Brief » Quote the records in full and leave their pictures out.

Available data »
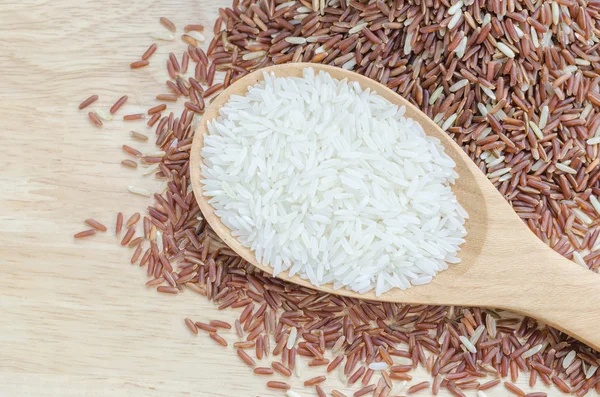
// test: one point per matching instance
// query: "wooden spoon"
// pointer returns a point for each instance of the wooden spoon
(503, 264)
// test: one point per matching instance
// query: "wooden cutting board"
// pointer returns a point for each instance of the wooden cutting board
(75, 317)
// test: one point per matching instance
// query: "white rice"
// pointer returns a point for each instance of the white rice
(326, 180)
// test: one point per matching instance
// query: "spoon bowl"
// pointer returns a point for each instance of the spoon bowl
(503, 264)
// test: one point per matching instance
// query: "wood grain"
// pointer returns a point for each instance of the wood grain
(76, 319)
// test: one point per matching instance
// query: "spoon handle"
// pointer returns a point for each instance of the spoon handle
(561, 294)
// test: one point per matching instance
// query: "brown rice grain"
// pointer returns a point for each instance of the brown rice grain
(132, 117)
(278, 385)
(85, 233)
(168, 24)
(119, 223)
(148, 53)
(96, 225)
(88, 102)
(95, 119)
(120, 102)
(139, 64)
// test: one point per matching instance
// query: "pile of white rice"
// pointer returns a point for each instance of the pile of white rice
(324, 179)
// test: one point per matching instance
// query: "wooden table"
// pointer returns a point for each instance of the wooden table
(75, 317)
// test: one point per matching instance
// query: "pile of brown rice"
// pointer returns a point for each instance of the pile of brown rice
(515, 83)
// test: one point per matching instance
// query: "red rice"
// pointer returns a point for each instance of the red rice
(120, 102)
(88, 102)
(85, 233)
(148, 53)
(95, 119)
(96, 225)
(168, 24)
(139, 64)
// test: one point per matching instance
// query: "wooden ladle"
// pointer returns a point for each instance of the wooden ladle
(503, 264)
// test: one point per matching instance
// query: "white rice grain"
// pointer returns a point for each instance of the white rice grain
(320, 178)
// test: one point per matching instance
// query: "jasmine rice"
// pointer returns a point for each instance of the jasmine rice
(329, 181)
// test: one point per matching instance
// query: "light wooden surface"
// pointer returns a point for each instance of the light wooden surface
(75, 317)
(503, 263)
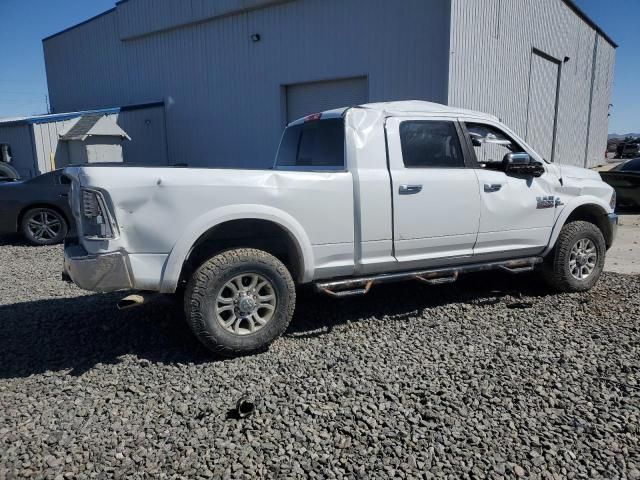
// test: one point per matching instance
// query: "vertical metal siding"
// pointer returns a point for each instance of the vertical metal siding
(19, 139)
(146, 127)
(223, 92)
(491, 73)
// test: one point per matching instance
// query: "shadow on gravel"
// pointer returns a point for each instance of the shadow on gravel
(14, 240)
(76, 334)
(317, 314)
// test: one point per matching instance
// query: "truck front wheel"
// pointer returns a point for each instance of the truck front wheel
(577, 260)
(240, 301)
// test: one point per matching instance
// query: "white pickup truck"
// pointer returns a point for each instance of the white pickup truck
(356, 196)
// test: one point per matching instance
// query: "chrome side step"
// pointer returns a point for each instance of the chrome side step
(359, 286)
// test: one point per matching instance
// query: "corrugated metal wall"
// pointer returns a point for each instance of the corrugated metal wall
(19, 139)
(224, 94)
(50, 152)
(492, 43)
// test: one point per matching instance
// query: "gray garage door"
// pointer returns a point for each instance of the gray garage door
(541, 121)
(307, 98)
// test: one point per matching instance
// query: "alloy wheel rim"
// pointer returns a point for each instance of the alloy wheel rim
(44, 226)
(583, 259)
(245, 304)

Written solution »
// test: one point per matching instance
// query: "wooden spoon"
// pointer returns a point for each instance of the wooden spoon
(503, 264)
// test: one point per matching instance
// query: "wooden cutting board"
// pointer returns a point for each instance of the wooden cutting board
(75, 317)
// test: one point per matching instance
// query: "white rice"
// pointer returns a point for each instance of the white rice
(326, 180)
// test: one point per matching instance
// query: "spoon bowl"
// pointer returns a point for each instance of the spoon bowl
(503, 264)
// test: one point per matching instance
// query: "wood grain"
// pointer returns a point for each instance of the wood grain
(76, 319)
// test: one point per matching instance
// query: "spoon handle"
// pointer returns a point for each instance of the spoon handle
(561, 294)
// test: one point per matching instance
// query: "brown rice grain"
// pointer returns a point for each instance of the brown rice grain
(132, 117)
(278, 385)
(85, 233)
(168, 24)
(119, 223)
(148, 53)
(96, 225)
(88, 102)
(95, 119)
(120, 102)
(139, 64)
// test: one point per matching instance
// query: "pile of white rice"
// pointer returns a point for each instance of the pile of white rice
(324, 179)
// test: one point per matching instance
// query: "wooden table"
// pointer returns a point for each instance of the wooden table
(75, 317)
// test: one point per matching instance
// query: "pile of brown rice"
// pointer returns a point for each instance of the pile of brown rice
(515, 83)
// test: one point per matching instance
// query: "red rice"
// pointer returns a point for each instance of the red rice
(120, 102)
(88, 102)
(85, 233)
(148, 53)
(95, 119)
(96, 225)
(168, 24)
(139, 64)
// test: one point per matching instance
// query: "wooden ladle"
// pointer returns a point for each instance of the wooden ladle
(503, 264)
// test: one point per matching instance
// query: "white rice grain"
// pointer returns a point for each instance of the white rice grain
(320, 178)
// test: one point per matching instance
// query: "jasmine rice"
// pointer returns a point for each instance of the jasmine rice
(329, 181)
// test: one point per matching instance
// query: "light wooden surface"
// pointer returns a point for each instance of the light wooden surface
(75, 317)
(503, 263)
// test: one point per matching instance
// query: "vertical metal siding"
// pointer returns a point for each instance of the vertical metal siding
(19, 139)
(146, 127)
(223, 92)
(491, 73)
// test: one point per matching instance
// query: "shadow on gravel"
// pointer returns a point for each instance of the shadow on gravel
(14, 240)
(76, 334)
(317, 314)
// test: one point per matching instance
// query: "truck front wheel"
// pointer returns a point for each instance of the truck front wheel
(577, 260)
(240, 301)
// test: one point per matching instance
// query: "white pickup truck"
// pointer returns a point for each instance of the white pickup truck
(356, 196)
// test: one point per matching instance
// query: "chrome side step"
// pointer returns a point for each instance of the chrome side step
(359, 286)
// test: one point per matching instance
// query: "corrugated metal wall"
// pointer returns a point for each instance of the corrugated metal wall
(19, 139)
(224, 94)
(50, 152)
(492, 43)
// test: one point per matching instance
// query: "gray garage door"
// pointer returns a point for each instance of the gray garage door
(541, 121)
(307, 98)
// test: one point per matching instance
// query: "alloy wheel rim"
// pointer returns a point for each instance of the alloy wheel rim
(44, 226)
(583, 259)
(245, 304)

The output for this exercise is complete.